▶ **Supplied material**:
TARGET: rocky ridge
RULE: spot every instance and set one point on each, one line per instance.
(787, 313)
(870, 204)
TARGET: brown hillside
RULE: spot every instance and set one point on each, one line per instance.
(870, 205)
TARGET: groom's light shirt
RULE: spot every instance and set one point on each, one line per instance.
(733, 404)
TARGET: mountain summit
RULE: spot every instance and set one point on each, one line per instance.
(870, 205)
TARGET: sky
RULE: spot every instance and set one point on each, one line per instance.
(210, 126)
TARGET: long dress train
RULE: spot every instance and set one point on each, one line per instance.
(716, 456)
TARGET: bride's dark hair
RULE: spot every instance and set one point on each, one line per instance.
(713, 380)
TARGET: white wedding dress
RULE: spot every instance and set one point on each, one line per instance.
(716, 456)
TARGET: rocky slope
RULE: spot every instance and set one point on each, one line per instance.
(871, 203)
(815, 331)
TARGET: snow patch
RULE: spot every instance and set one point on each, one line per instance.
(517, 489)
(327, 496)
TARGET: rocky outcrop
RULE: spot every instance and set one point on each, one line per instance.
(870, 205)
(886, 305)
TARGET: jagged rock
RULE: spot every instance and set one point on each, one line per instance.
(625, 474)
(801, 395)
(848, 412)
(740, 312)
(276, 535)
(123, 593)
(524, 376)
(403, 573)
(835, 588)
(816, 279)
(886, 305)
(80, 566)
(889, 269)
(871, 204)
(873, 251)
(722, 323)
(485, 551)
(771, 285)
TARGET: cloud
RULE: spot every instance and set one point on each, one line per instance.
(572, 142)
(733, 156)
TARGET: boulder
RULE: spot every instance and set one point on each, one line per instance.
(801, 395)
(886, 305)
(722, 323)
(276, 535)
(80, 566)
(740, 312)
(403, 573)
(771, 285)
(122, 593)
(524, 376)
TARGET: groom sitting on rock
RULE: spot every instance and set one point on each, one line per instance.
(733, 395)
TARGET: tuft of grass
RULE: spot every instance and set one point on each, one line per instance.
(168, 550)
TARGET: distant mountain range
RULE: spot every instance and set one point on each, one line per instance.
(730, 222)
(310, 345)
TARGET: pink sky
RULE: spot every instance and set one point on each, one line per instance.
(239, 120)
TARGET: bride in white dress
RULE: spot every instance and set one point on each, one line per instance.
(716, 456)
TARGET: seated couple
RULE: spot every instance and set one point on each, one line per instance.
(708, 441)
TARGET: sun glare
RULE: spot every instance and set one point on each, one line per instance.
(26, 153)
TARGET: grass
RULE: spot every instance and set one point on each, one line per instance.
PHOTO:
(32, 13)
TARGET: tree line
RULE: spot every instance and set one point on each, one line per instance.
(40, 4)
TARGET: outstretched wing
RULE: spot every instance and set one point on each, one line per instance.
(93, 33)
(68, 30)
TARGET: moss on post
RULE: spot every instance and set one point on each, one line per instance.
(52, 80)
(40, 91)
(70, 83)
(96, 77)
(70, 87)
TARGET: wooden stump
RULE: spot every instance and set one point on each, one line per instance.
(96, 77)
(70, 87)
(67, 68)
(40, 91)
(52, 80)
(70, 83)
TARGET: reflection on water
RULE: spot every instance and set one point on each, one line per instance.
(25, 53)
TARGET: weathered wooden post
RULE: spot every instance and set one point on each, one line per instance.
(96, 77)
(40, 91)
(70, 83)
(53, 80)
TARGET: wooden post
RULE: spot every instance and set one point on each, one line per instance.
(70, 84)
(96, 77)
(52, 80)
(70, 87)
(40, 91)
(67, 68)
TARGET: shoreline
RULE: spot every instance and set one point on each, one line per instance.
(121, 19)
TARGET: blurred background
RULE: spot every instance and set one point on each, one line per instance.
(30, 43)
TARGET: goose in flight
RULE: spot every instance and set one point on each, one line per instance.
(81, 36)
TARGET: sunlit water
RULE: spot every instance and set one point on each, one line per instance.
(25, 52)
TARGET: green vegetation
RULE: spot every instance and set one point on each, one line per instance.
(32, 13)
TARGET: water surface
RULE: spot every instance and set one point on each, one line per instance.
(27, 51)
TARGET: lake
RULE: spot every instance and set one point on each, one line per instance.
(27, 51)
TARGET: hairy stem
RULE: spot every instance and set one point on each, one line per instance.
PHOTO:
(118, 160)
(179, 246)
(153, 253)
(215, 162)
--
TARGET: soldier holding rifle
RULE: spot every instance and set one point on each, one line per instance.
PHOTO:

▶ **Work request**: Whenever a line of the entries contains the string "bride", copy that line.

▶ **Task solution**:
TARGET: bride's dark hair
TARGET: bride in white dress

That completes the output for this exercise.